How to complete this task: Every record must be transcribed in its entirety, apart from the images, which are to be omitted.

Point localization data
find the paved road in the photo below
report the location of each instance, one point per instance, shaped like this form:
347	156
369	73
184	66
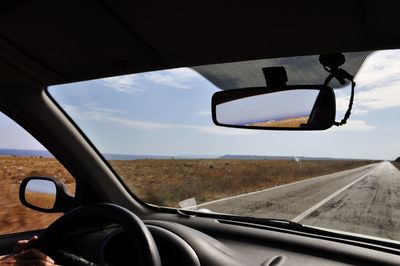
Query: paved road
364	200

Answer box:
find the paved road in the photo below
report the location of each instance, one point per instance, shaped like this form:
347	156
369	73
184	66
Query: paved road
364	200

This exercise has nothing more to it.